Transport and labour costs have continued to rise, while some importers are still feeling the effects of last year’s supply chain problems wrought by a lack of timber pallets, which created a bottleneck for shipping.

Chris Bonnett, chief executive of online gardening centre Gardening Express, which sells both UK and imported trees, says that the weather had led to quality issues and a shorter harvest period.

“There have been supply issues in Europe due to the drought and warm temperatures in the autumn, which leads to shorter harvest periods and higher labour costs,” he says. “Quality has also been impacted by the hot summer weather, which has led to a rise in prices.”

Bar chart of Percentage of respondents* spending less, UK only (%) showing Consumers are tightening their wallets for Christmas

Bonnett, who monitors prices around the country in order to remain competitive, say that although tree prices differ in quality and size, the most popular 6-7 foot Nordmann fir costs around £40-50, up from about £35-£45, he says.

“The cost at DIY centres is about £38 and about £30 at large supermarkets. At independent garden centres, they would cost about £59.99 and £80 at top end garden centres.”

Gifts 

Especially for younger members of the household, what is under the tree is just as important.

The picture for children’s goods is a little more complicated than other rising costs. Price inflation for toys has been about 6.5 per cent, according to Retail Economics, due to supply chain disruption, particularly in China, and rising energy and shipping costs. Prices for some lower price bracket items, such as soft toys, have declined, however.

That’s good news for the third of customers planning to spend less on toys and games this year, per Mintel’s survey. “Consumers have certainly shifted to a lower price point,” says Paul Reader, who led the 2022 Toy Retailers Association’s compilation of dream toys expected to be popular this Christmas.

Last year’s list of dream toys included a £300 Barbie house and a £159 3-foot tall playset based on the children’s film Paw Patrol. Toys in this year’s list, by contrast, were all under £90. One of the hit items this year has been a squashy soft toy called Squishmallows at £8.99. 

“We’re seeing less high ticket [item] sales,” says Paul Reader, marketing director at Toymaster, a buying group association for UK toy retailers. “Consumers are more cautious.”

Typical gifts for adults come with higher price tags. Perfumes are up 10 per cent, according to Retail Economics, as high ingredient and energy and freight costs have been pushed down the supply chain. Givaudan, the Swiss fragrance and flavour company which counts perfume makers as customers, said earlier this year that it was implementing price increases “to fully compensate for the increases in input costs”.

Those eager to splash out on luxury goods will also have to dig deeper. Inflation for jewellery, clocks and watches jumped 14.5 per cent, according to October data from the Office for National Statistics. Most luxury brands, including Tiffany and Cartier, have increased prices at least twice this year, according to luxury analysts. This was partly driven by inflation and partly driven by regional pricing adjustments due to currency moves.

Dreaming of a bright Christmas

It may seem grim right now, but economists bring tidings of gladness and joy: next Christmas won’t be as hard to swallow. Most are forecasting UK inflation to peak and consumer price inflation to fall in 2023.

“The outlook is optimistic,” says Paul Dales, chief UK economist at Capital Economics, who forecasts consumer price inflation to fall to 4 per cent by December next year. “[This] is still higher than policymakers would like, but much lower than 11 per cent now.”

Line chart of (%) showing Soaring inflation has led to a sharp fall in real wages

Although the risk of food prices increasing again remains high, according to the IMF, real wages appear to have bottomed out.

“The decline in real wages is at its worst at the moment and will become less marked over the next six months. Real wages will probably grow again by the end of next year,” says Dales.

And although the UK economy is forecast to be in recession for much of 2023, the British Chambers of Commerce predicts a return to growth by the fourth quarter. A happy new year is just around the corner.

COMPLETE THE FOLLOWING >>
1/ Reproduce word for word the part of the passage on Christmas costs that begins at the words "Bonnett, who monitors" and stops after the words "just as important.".
2/ Using the passage on Christmas costs, list each type of seller given a cost for the 6-7 foot Nordmann fir, with its stated price.
Rely only on the passage on Christmas costs for the work here.

SOURCE DATA >>
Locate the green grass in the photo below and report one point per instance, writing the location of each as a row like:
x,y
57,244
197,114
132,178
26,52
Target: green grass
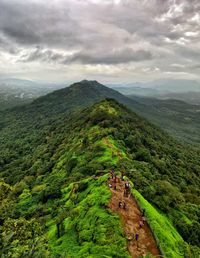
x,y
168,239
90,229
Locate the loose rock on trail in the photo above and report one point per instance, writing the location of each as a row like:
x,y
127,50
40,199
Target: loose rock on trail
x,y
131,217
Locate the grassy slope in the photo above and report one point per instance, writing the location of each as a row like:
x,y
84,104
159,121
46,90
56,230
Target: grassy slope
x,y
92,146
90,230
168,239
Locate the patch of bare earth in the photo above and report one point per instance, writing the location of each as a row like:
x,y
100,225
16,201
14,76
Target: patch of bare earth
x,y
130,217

* * *

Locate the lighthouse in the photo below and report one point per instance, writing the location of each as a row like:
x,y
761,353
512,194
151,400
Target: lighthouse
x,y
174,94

...

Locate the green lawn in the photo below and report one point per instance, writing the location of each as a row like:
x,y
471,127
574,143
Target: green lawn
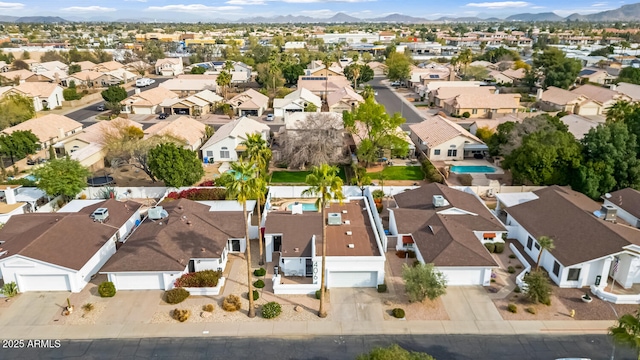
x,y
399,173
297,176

TASK-BY-TASK SOLUTIONS >>
1/
Bonnett, who monitors prices around the country in order to remain competitive, say that although tree prices differ in quality and size, the most popular 6-7 foot Nordmann fir costs around £40-50, up from about £35-£45, he says.

“The cost at DIY centres is about £38 and about £30 at large supermarkets. At independent garden centres, they would cost about £59.99 and £80 at top end garden centres.”

Gifts 

Especially for younger members of the household, what is under the tree is just as important.

2/
- DIY centres: about £38
- Large supermarkets: about £30
- Independent garden centres: about £59.99
- Top end garden centres: £80